[Passage to read]
AI-Powered Industry and Occupation Coding in General Household Survey

AI-Powered Industry and Occupation Coding in General Household Survey

The General Household Survey (GHS) of the Census and Statistics Department (C&SD) collects information on the demographic and socio-economic characteristics of the population of Hong Kong, including the industry and occupation of the respondents. The traditional approach for processing the text descriptions of industries and occupations in the questionnaires involves manual review by coders. Coders have to categorise the text descriptions into different classes according to the prescribed industry and occupation coding standards. This manual coding approach, though offering a very high level of accuracy, is relatively time-consuming and expensive in terms of human resources.

Some examples of industry coding are as follows:
Questionnaire response Industry code
Industry description
Chain supermarket → 470 Retail trade
Foreign currency exchange service → 649 Other financial service activities
Government secondary school → 852 Secondary schools
Some examples of occupation coding are as follows:
Questionnaire response Occupation code
Job title Main tasks or duties Qualifications required
Secondary school teacher Responsible for mathematics curriculum design and teaching University degree → 23 Teaching professionals
Heavy truck driver Long-distance freight transportation Heavy goods vehicle driving license → 83 Drivers and mobile machine operators

With the rapid development of Artificial Intelligence (AI), especially breakthroughs in Large Language Models (LLMs), the C&SD actively adopts AI to perform coding tasks, which complements or would even partially replace the traditional manual coding process. The initial results are encouraging. The AI model has performed satisfactorily in terms of accuracy, processing speed, and consistency.

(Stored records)

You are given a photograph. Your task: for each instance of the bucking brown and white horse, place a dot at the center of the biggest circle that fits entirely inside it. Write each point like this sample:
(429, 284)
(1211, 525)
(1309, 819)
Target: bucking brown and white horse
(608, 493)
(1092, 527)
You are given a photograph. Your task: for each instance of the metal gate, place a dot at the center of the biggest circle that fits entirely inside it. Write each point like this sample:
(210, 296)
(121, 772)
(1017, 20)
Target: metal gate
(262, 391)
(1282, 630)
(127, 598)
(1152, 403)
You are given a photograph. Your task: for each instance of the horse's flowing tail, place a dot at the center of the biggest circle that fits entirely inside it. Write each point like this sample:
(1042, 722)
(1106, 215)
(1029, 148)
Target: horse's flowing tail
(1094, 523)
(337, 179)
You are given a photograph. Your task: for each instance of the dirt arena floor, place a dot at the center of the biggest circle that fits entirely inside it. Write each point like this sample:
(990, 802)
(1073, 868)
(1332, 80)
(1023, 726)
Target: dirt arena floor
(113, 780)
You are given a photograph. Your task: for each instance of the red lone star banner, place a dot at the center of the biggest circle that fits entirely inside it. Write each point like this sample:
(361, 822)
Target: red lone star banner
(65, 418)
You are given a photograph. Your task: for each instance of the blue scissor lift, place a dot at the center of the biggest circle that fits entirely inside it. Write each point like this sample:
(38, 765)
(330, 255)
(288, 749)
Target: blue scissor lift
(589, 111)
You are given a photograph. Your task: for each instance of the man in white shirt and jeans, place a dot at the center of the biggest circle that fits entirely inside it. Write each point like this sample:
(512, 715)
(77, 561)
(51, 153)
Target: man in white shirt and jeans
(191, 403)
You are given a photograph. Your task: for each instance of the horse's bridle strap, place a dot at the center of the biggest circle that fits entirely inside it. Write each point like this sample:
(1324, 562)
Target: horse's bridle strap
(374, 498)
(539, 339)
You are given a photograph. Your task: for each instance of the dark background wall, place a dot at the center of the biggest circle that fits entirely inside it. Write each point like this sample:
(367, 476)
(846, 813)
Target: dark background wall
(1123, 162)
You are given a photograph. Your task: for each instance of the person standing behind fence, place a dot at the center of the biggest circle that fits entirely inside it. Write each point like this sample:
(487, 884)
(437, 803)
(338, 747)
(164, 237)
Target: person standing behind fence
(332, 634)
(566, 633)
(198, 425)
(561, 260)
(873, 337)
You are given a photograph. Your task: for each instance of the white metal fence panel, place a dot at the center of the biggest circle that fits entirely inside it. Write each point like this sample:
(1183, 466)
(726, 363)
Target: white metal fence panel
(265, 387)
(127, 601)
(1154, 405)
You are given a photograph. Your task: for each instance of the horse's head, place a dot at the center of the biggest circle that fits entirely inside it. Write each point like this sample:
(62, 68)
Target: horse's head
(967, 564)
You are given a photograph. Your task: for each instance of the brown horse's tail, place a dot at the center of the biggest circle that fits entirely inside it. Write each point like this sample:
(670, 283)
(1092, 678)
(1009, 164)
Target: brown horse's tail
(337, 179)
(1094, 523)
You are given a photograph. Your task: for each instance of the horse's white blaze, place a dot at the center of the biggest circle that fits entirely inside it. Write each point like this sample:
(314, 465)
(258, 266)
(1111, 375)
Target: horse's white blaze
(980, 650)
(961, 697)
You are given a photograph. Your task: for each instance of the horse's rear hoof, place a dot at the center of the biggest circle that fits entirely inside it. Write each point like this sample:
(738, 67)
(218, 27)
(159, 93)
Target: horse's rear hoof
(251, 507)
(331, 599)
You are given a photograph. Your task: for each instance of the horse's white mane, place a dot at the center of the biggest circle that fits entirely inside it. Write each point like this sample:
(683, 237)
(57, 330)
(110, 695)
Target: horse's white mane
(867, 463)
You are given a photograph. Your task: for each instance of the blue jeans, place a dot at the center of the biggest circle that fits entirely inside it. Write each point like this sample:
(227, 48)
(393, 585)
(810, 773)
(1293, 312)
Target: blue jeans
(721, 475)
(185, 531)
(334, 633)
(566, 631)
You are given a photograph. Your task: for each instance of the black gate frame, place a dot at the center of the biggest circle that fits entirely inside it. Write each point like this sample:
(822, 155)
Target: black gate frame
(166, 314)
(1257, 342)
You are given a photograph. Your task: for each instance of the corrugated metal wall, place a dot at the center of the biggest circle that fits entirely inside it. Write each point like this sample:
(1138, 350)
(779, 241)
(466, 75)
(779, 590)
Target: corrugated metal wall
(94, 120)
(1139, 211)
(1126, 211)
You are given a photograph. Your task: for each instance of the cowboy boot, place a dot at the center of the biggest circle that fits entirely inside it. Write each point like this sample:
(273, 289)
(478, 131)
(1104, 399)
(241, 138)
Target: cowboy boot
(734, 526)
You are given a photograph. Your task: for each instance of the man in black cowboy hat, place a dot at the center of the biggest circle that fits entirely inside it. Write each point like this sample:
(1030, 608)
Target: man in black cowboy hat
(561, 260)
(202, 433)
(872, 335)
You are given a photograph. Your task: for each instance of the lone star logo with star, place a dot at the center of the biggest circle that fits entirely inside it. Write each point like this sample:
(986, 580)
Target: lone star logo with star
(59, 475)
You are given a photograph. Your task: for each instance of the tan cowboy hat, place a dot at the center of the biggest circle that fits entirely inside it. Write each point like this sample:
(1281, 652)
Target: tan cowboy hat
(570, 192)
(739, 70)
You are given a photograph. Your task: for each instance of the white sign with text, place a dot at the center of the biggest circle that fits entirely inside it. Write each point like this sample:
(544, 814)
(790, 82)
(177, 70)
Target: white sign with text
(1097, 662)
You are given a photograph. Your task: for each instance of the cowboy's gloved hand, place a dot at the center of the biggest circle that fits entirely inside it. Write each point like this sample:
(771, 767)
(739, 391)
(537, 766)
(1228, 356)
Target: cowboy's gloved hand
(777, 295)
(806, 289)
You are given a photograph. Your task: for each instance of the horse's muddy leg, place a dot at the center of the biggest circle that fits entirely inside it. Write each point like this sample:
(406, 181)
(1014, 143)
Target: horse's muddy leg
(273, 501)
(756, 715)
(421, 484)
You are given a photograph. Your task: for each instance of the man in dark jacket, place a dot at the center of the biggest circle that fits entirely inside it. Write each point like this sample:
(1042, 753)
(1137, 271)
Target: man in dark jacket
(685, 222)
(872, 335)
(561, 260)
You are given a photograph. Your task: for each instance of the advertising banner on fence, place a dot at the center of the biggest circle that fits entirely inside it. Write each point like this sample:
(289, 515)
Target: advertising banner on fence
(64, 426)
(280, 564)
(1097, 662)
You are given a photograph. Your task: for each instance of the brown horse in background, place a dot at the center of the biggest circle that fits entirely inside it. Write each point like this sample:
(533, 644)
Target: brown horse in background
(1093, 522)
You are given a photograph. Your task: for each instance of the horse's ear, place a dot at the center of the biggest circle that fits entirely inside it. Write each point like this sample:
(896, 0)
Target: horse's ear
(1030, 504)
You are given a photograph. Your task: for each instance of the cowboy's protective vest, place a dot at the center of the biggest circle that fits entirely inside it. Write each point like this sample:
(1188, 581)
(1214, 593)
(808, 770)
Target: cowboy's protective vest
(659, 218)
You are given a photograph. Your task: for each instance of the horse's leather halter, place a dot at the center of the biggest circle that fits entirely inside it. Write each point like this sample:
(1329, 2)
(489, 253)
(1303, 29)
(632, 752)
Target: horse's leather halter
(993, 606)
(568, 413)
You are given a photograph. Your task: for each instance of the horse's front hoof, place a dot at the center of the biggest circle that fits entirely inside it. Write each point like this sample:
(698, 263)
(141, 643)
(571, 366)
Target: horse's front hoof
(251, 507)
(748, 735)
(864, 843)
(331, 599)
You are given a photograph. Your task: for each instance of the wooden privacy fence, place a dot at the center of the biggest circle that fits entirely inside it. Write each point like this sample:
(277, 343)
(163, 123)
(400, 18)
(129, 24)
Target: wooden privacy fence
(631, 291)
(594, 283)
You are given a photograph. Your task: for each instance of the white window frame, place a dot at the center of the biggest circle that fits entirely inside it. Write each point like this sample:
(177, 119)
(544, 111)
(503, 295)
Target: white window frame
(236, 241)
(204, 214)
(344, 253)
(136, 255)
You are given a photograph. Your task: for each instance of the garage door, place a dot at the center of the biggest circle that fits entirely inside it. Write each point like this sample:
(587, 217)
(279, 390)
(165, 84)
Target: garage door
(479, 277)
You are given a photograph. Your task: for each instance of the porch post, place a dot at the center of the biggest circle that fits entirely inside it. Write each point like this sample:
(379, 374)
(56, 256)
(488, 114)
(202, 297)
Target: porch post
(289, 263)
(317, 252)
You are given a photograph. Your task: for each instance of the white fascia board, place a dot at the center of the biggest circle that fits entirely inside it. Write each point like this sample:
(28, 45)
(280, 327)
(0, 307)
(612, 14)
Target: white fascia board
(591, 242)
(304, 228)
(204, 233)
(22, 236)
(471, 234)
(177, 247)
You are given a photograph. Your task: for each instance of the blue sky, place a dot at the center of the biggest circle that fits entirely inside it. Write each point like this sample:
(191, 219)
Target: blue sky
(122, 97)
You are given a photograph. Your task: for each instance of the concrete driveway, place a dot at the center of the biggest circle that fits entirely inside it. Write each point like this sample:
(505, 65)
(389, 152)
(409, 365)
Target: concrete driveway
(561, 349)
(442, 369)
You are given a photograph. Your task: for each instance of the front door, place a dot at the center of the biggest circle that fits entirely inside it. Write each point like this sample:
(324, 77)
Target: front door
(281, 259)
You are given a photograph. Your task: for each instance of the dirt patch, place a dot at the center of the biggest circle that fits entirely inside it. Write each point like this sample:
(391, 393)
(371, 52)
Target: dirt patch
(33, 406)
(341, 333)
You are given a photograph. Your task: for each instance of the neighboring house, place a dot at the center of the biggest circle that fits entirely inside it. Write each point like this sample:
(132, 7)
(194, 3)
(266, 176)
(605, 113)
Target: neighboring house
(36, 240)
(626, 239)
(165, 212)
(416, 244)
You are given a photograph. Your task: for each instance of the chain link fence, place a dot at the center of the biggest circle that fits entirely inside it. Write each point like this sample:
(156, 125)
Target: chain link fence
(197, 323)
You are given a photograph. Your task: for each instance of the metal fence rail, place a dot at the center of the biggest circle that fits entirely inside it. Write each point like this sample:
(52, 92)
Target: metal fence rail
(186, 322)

[Required action A] Rewrite the passage on AI-powered coding in the General Household Survey between "With the rapid" and "speed, and consistency.", inclusive, replacing "encouraging" with "promising".
[Required action B] According to the passage on AI-powered coding in the General Household Survey, in what respects has the AI model performed satisfactorily?

[Problem solution A]
With the rapid development of Artificial Intelligence (AI), especially breakthroughs in Large Language Models (LLMs), the C&SD actively adopts AI to perform coding tasks, which complements or would even partially replace the traditional manual coding process. The initial results are promising. The AI model has performed satisfactorily in terms of accuracy, processing speed, and consistency.

[Problem solution B] Accuracy, processing speed, and consistency.